Starting from the line containing "Where can the white plate", write out every remaining line exactly, the last one included.
* start Dataset records *
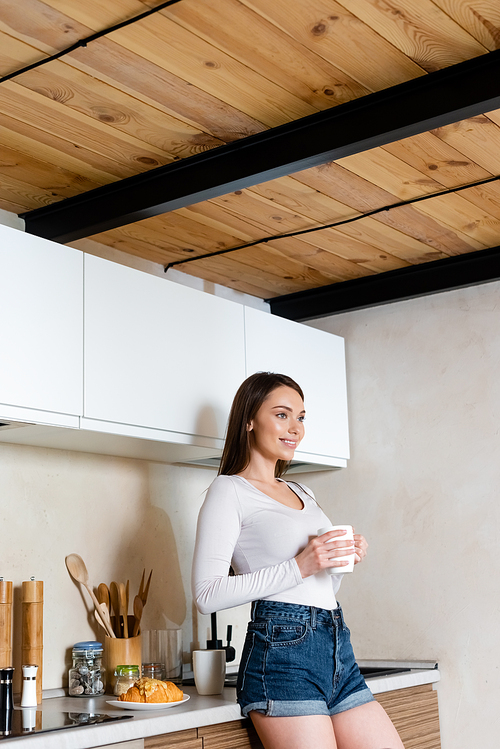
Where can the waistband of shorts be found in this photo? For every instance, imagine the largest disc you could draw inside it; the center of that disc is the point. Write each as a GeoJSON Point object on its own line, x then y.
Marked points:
{"type": "Point", "coordinates": [263, 609]}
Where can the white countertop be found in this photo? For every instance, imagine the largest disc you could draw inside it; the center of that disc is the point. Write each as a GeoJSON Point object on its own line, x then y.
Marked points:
{"type": "Point", "coordinates": [197, 711]}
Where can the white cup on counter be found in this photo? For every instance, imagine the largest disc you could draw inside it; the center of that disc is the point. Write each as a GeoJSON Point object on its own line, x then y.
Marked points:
{"type": "Point", "coordinates": [209, 667]}
{"type": "Point", "coordinates": [348, 536]}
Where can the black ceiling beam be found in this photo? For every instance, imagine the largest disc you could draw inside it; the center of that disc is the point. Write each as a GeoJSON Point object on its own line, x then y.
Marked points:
{"type": "Point", "coordinates": [455, 272]}
{"type": "Point", "coordinates": [433, 100]}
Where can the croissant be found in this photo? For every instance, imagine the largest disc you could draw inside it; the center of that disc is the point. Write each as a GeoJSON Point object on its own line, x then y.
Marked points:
{"type": "Point", "coordinates": [152, 690]}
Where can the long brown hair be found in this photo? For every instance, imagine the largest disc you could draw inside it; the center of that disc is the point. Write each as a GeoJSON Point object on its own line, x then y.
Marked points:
{"type": "Point", "coordinates": [249, 398]}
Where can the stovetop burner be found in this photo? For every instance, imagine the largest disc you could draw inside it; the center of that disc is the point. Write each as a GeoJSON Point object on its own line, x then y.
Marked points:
{"type": "Point", "coordinates": [29, 721]}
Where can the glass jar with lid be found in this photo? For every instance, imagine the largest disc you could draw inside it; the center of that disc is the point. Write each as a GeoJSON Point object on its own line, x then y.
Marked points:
{"type": "Point", "coordinates": [126, 676]}
{"type": "Point", "coordinates": [87, 676]}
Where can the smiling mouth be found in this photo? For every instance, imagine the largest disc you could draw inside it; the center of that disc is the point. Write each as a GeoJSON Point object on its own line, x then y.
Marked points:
{"type": "Point", "coordinates": [289, 443]}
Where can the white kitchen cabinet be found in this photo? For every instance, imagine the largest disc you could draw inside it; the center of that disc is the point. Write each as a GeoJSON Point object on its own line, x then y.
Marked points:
{"type": "Point", "coordinates": [41, 330]}
{"type": "Point", "coordinates": [316, 361]}
{"type": "Point", "coordinates": [158, 355]}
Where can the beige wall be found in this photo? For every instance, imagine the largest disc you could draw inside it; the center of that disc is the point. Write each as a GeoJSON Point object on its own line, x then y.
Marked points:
{"type": "Point", "coordinates": [120, 515]}
{"type": "Point", "coordinates": [423, 485]}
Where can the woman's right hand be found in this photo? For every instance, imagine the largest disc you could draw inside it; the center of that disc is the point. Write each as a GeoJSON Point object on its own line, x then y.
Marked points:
{"type": "Point", "coordinates": [321, 553]}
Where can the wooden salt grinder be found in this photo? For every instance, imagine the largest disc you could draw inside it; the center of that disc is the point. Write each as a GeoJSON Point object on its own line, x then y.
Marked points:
{"type": "Point", "coordinates": [32, 632]}
{"type": "Point", "coordinates": [5, 623]}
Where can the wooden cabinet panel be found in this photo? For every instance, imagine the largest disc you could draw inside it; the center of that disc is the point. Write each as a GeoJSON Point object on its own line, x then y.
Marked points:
{"type": "Point", "coordinates": [237, 734]}
{"type": "Point", "coordinates": [179, 739]}
{"type": "Point", "coordinates": [414, 712]}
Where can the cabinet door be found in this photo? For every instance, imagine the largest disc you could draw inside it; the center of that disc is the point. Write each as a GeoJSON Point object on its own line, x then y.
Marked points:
{"type": "Point", "coordinates": [41, 324]}
{"type": "Point", "coordinates": [158, 354]}
{"type": "Point", "coordinates": [316, 361]}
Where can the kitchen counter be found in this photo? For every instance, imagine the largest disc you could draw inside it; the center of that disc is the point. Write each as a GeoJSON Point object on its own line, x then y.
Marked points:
{"type": "Point", "coordinates": [197, 711]}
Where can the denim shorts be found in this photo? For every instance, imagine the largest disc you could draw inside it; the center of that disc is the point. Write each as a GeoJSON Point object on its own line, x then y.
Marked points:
{"type": "Point", "coordinates": [298, 660]}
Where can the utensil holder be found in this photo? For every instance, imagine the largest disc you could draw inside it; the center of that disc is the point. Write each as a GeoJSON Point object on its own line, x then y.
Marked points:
{"type": "Point", "coordinates": [120, 651]}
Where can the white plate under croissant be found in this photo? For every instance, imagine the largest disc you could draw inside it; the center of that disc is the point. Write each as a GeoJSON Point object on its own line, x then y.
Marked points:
{"type": "Point", "coordinates": [147, 705]}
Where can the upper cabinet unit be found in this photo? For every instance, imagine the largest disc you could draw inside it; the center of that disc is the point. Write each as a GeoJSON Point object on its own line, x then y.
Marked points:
{"type": "Point", "coordinates": [41, 330]}
{"type": "Point", "coordinates": [143, 367]}
{"type": "Point", "coordinates": [316, 361]}
{"type": "Point", "coordinates": [159, 355]}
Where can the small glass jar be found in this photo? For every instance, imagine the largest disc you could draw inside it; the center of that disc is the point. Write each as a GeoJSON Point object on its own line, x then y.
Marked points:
{"type": "Point", "coordinates": [153, 670]}
{"type": "Point", "coordinates": [87, 676]}
{"type": "Point", "coordinates": [126, 676]}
* end Dataset records *
**Exercise output**.
Where can the white plate under croissant be found in this photo? For every instance, imagine the largest disc you could draw inside it; the center of that disc is the point. Write each as a GeoJSON Point object on its own line, x then y.
Marked points:
{"type": "Point", "coordinates": [147, 705]}
Where can the upper cabinet unit be found in this photo? For every instance, imagine the largest disc you could draw inside it; the center of that disc is the point. Write each as a GeoJSON Point object on its own line, x then y.
Marked points:
{"type": "Point", "coordinates": [41, 330]}
{"type": "Point", "coordinates": [143, 367]}
{"type": "Point", "coordinates": [316, 361]}
{"type": "Point", "coordinates": [159, 355]}
Where can the small glass jar be found in this photo? For every instance, imagine the largest disc you could draw inside it; the center of that disc is the point. Write each as a GeoJSON Point object on its own line, x then y.
Marked points:
{"type": "Point", "coordinates": [153, 670]}
{"type": "Point", "coordinates": [87, 676]}
{"type": "Point", "coordinates": [126, 676]}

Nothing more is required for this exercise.